_PASSAGE PROVIDED_
The 18th century inspired British tavern is like a little time and travel capsule. Located down a little laneway off Clarence Street (the Baxter Inn is opposite), it's like going through a tunnel and emerging in England. Liverpudlian owner Mikey Enright, who also owns the Barber Shop gin bar next door, missed classic British Pubs so much that he decided to build his own complete with 18th century based cocktails and British food to match.
Forget large pubs, the Duke of Clarence is intimate and atmospheric and the pick of the seats are the cosy booths or when winter makes its presence known, on a velvet and leather lined couch by the fireplace. I first visited for a function hosted by Visit Britain the day before the royal wedding and loved the atmosphere so much that I had to return with Mr NQN, Ivy and Ryan a few days later.
Mikey loved the look of the pubs but wanted to create something unique, "I looked at the old pubs that had karaoke, gaming machines and vodka Red Bull but they had beautiful interiors. We did the stats and it was something like 27 pubs close in a week in the UK, something ridiculous like that." But this actually allowed them to pick up finds from auction houses to recreate their own, authentic and already aged interior.
Mikey explains, "We had a stylist that was based in the UK and she worked on The Barber Shop originally. We wanted to make it look as authentic as possible and not to look like a theme pub and to look slightly aged. We had all the upholstery done in the UK pictures, wallpaper and lampshades. It was about 70% that we did in the UK in the end."
We find ourselves sitting in front of the fireplace under the portrait of King William IV who would later become the Duke of Clarence who reigned as the king of England from 1830 until his death in 1837. He had 10 illegitimate children with Dorothea Jordan, an actress who was his de facto for 20 years. In fact Clarence street which is where the pub lies, is named after him.

_TASK SET_
(a) Translate this sentence from the pub write-up into Spanish: "The 18th century inspired British tavern is like a little time and travel capsule."
(b) Carry on the write-up about the Duke of Clarence pub, picking up right after its final sentence.

_PROVIDED MATERIAL_
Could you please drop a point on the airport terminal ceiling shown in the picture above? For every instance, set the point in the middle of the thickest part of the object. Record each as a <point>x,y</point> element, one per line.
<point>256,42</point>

_TASK-BY-TASK ANSWERS_
(a) La taberna británica inspirada en el siglo XVIII es como una pequeña cápsula del tiempo y de viaje.

(b)
The tunes are British and the libations are plenty and mostly focus on whiskies (5 pages), gins and a page of Pimms for Pimms lovers. For Mikey there were two books that were key: "Great pubs of London" by George Dailey and "Convivial Dickens" by Edward Hewett. The latter had 18th century cocktail recipes which the cocktails were based around but were modernised and improved for taste. I try a Bittered Rum Sling with Bacardi rum, yellow Chartreuse, gum arabic, orange bitters, grapefruit tincture, angostura bitters and soda while Mr NQN has a Celery and Nettle Fizz with Rutte celery gin, nettle distillate, citric acid, gum arabic, celery juice, whites, soda & black pepper.
The food is also very British done by English chef David Penistone and on Sundays they also have Sunday roasts. I tried the roast beef at the Visit Britain event. The British beef is superbly tender and served with roasted Dutch carrots, beef fat roasted potatoes, broccolini, peas, a puffy Yorkshire pudding and a little jug of fantastic gravy that I dip my potatoes in. They also offer a mix of mustards to go with the beef. I'm convinced there's nowhere better to be in winter than eating this in front of a fireplace.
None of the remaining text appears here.